» **TEXT PASSAGE**:
___

The Allen Institute for AI has released Tülu 3 405B, an open source language model that reportedly matches or exceeds the performance of DeepSeek V3 and GPT-4o. The team credits much of this success to a new training approach called RLVR.
Built on Llama 3.1, the model uses "Reinforcement Learning with Verifiable Rewards" (RLVR), which only rewards the system when it produces verifiably correct answers. This approach works particularly well for mathematical tasks where results can be easily checked, according to AI2.
Training the 405 billion-parameter model pushed technical limits, requiring 32 compute nodes with 256 GPUs working together. Each training step took 35 minutes, and the team had to use workarounds like a smaller helper model to manage the computational demands. The project faced ongoing technical hurdles that needed constant attention - insights rarely shared by companies developing similar models.

___

» **PROMPT 1**:
For the passage on Tülu 3 405B, say whether each statement agrees with it: (a) the model is built on Llama 3.1; (b) each training step took 25 minutes; (c) training required 32 compute nodes with 256 GPUs. Answer yes or no for each and quote the deciding words.
» **PROMPT 2**:
Transcribe the passage on Tülu 3 405B between "Built on Llama" and "developing similar models.", inclusive.
The items that come next are separate material, apart from the passage.

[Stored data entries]
___

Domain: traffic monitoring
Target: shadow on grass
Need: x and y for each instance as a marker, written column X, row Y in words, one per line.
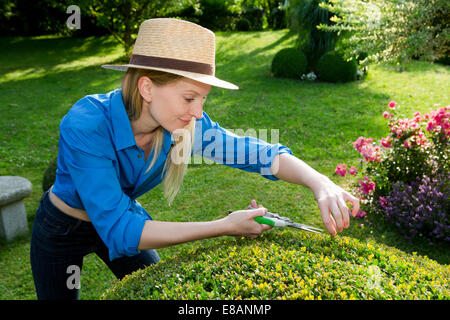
column 384, row 232
column 20, row 53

___

» **EXERCISE OUTPUT 1**:
(a) Yes: "Built on Llama 3.1"
(b) No: "Each training step took 35 minutes"
(c) Yes: "requiring 32 compute nodes with 256 GPUs working together"

» **EXERCISE OUTPUT 2**:
Built on Llama 3.1, the model uses "Reinforcement Learning with Verifiable Rewards" (RLVR), which only rewards the system when it produces verifiably correct answers. This approach works particularly well for mathematical tasks where results can be easily checked, according to AI2.
Training the 405 billion-parameter model pushed technical limits, requiring 32 compute nodes with 256 GPUs working together. Each training step took 35 minutes, and the team had to use workarounds like a smaller helper model to manage the computational demands. The project faced ongoing technical hurdles that needed constant attention - insights rarely shared by companies developing similar models.